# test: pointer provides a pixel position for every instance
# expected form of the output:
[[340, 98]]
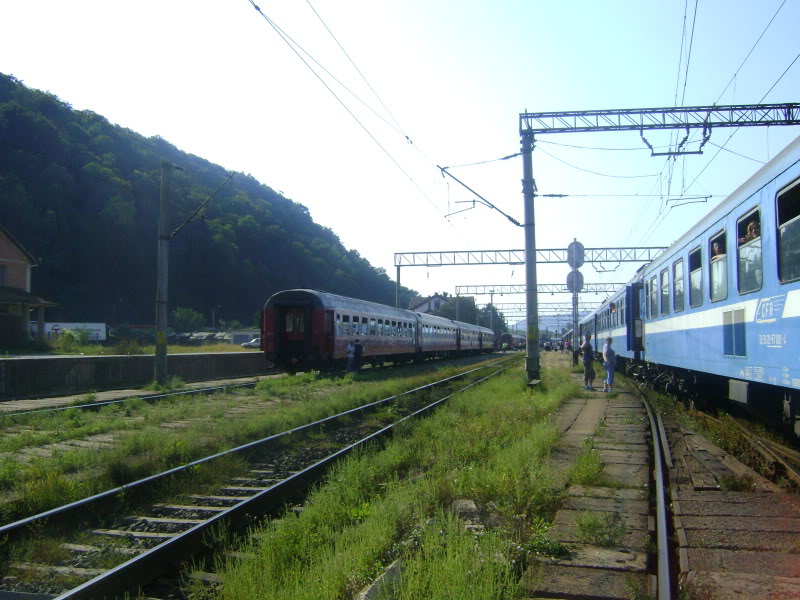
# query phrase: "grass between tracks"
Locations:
[[142, 445], [489, 445]]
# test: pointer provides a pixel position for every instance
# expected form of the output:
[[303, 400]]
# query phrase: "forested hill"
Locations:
[[82, 195]]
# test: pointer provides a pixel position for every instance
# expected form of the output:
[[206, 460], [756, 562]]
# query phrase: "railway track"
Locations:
[[108, 557]]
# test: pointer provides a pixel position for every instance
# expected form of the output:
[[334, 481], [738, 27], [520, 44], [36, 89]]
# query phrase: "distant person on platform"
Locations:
[[351, 352], [587, 350], [609, 363], [358, 352]]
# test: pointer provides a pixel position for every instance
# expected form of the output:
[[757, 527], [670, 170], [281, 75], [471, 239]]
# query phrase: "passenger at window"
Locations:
[[753, 231]]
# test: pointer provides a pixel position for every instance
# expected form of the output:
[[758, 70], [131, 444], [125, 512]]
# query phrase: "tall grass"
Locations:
[[489, 444]]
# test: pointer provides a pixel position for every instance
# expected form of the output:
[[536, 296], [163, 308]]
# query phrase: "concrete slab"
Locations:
[[760, 508], [775, 541], [625, 458], [631, 522], [595, 557], [634, 539], [628, 475], [723, 586], [639, 507], [764, 524], [556, 581], [745, 561], [604, 492]]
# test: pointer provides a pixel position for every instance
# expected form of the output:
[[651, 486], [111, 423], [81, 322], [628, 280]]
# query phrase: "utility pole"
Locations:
[[162, 275], [532, 333]]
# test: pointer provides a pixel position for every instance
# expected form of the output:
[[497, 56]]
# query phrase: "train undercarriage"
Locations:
[[774, 405]]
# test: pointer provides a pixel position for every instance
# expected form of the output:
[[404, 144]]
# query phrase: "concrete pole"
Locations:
[[491, 310], [162, 276], [532, 353], [397, 289]]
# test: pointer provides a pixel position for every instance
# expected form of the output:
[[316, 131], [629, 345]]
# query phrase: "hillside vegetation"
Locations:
[[82, 195]]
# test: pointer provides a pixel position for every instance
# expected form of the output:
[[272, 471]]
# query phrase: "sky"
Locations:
[[409, 86]]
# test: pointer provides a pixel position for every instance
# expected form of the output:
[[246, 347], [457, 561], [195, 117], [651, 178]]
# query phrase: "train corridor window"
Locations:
[[789, 233], [748, 242], [718, 268], [654, 296], [677, 285], [696, 277], [345, 324]]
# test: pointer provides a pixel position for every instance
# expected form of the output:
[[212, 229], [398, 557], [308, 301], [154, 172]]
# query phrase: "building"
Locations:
[[16, 300]]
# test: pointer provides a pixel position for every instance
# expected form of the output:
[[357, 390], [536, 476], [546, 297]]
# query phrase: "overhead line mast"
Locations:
[[636, 119]]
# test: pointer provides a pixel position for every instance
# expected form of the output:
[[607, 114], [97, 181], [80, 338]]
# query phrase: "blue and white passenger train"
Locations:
[[718, 312]]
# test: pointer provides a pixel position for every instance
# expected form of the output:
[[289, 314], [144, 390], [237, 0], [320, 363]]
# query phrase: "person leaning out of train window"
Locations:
[[753, 231], [587, 350], [351, 352], [358, 353], [609, 363]]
= = =
Exercise brief » Repeat, word for word and with no pictures, only the lines running from the beginning of the data to the line that contains "[[334, 481], [738, 27], [520, 44], [36, 89]]".

Output below »
# test: pointer provides a pixel position for every instance
# expected form of the output:
[[340, 98]]
# query phrase: "grass between tracks"
Locations:
[[142, 445], [489, 445]]
# test: pointer provides a pixel position for every instance
# expected form of the output:
[[303, 400]]
# query phrase: "forested hill"
Locations:
[[82, 195]]
# test: pointer provides a pixel position for every instance
# expected form of the output:
[[206, 460], [756, 562]]
# query phrase: "railway track"
Locations:
[[108, 557]]
# test: pointer provides a pixel position for every instance
# expected form of the output:
[[334, 481], [738, 27], [520, 44], [36, 89]]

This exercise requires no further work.